### Arbeitsauftrag
Setzen Sie den folgenden Text über das Pedelec X Raw von Klever Mobility im gleichen Ton fort und beginnen Sie direkt nach seinem letzten Satz.

### Zu prüfender Text

● ● ●

Was taugt ein Pedelec in der Stadt?

X Raw Klever Mobility Pedelec

Elektroantrieb im Fahrrad – ist das nicht was für total Faule? Nein, so ein Pedelec bringt einen beim Anfahren schnell auf Tempo und man fließt mit dem Verkehr in der Stadt. Im Alurahmen sitzt ein Akku, in der großen Hinterradnabe verbirgt sich ein Elektromotor. Ansonsten sieht das X Raw mit seinen hydraulischen Scheibenbremsen und den dicken Schlappen (2,4 Zoll breite Reifen) wie ein gewöhnliches Sportrad aus. Doch schon beim ersten Tritt in die Pedale werde ich eines besseren belehrt. Das X Raw schießt nach vorn. Daran muss man sich erst mal gewöhnen. Auf dem LCD-Display am Lenker ist die höchste von drei Stufen der Unterstützung eingestellt. Der Motor hilft mir beim Vorwärtskommen, sobald ich in die Pedalen trete.

E-Bike oder Pedelec?

Bevor ich weiter fahre, noch ein wenig Theorie: Ein Pedelec (Pedal Electric Cycle) unterstützt seinen Nutzer bis auf Tempo 25 km/h und auch nur, wenn er oder sie selber tritt. Wer schneller fahren möchte, benötigt ein S-Pedelec, dass bis 45 km/h unterstützt (benötigt ein Mofa-Kennzeichen). Wer gar nicht treten möchte und den Motor allein arbeiten lassen will, benötigt ein eBike – also ein elektrisches Mofa. Diese Begriffsdefinition wird immer wieder munter vermischt. Auch Anbieter Klever Mobility spricht auf seiner Webseite von E-Bikes. Das mag an der Herkunft liegen, denn das taiwanesische Mutterunternehmen KYMCO (Kwang Yang Motor Corporation) produziert seit 1963 Motorräder und -roller. Unter der Marke Klever Mobility (KYMCO Light Electric Vehicles) werden die (S-)Pedelecs vertrieben. Die europäische Zentrale hat ihren Sitz in Köln.

● ● ●

### Datenauszüge
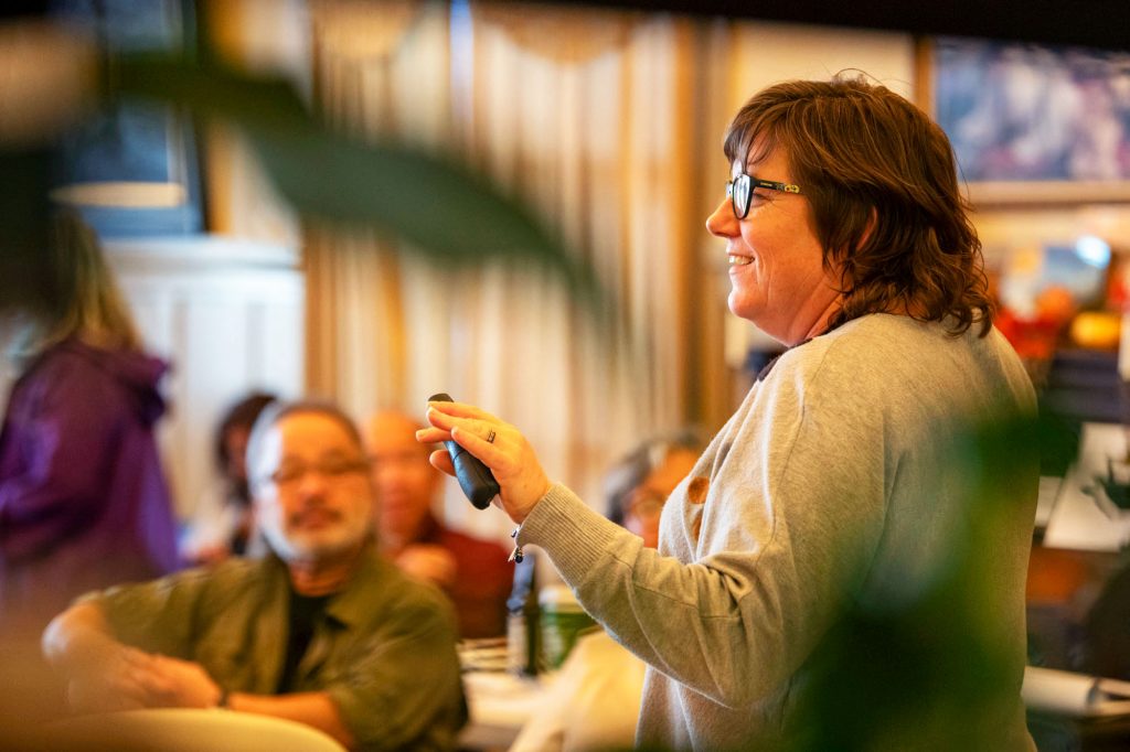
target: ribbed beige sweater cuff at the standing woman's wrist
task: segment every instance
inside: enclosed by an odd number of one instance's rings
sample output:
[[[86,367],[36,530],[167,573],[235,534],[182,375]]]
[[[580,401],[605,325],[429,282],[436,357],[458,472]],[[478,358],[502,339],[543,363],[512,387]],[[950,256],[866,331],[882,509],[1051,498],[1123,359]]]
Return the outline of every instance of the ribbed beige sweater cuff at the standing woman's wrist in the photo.
[[[518,542],[541,548],[562,578],[577,586],[607,553],[612,540],[629,534],[590,509],[565,486],[554,483],[522,523]]]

● ● ●

### Ihre Antwort
Klever Mobility XRAW Pedelec mit Biactron Hinterradmorot

Daher kommt auch mein Testrad, mit dem ich das Elbufer entlang fahre. Drehmoment- und Trittfrequenzsensoren messen, wie viel Kraft mein Tritt auf die Kette ausübt. Die Steuereinheit kalkuliert daraus, wie stark mich der Motor unterstützt und zwar so, dass ein harmonisches und gleichmäßiges Fahrgefühl entsteht. Während die meisten auf dem Markt erhältlichen Pedelecs den Motor in der Mitte, also an der Kurbel, haben, setzt Klever auf einen Motor im Hinterrad. Den bürstenlosen Gleichstrommotor steckt in einer schwarzen Hülle und hört auf den Namen Biactron. Seine Vorteile: leiser, effizienter und wartungsärmer als ein Mittelmotor soll er sein. Wirklich überprüfen kann ich nur die Geräusche. Der Motor ist im Stadtverkehr nicht zu hören (< 50 dB). Da die Kraft nicht über eine Kette übertragen wird, soll weniger Energie verloren gehen. Der Heckantrieb kann Bewegungsenergie in elektrische Energie umwandeln. Das nennt man Rekuperation. Wenn ich schneller als 35 km/h fahre oder im Leerlauf einen Berg herunter rolle, erzeugt mein Hinterrad wie ein Dynamo Energie.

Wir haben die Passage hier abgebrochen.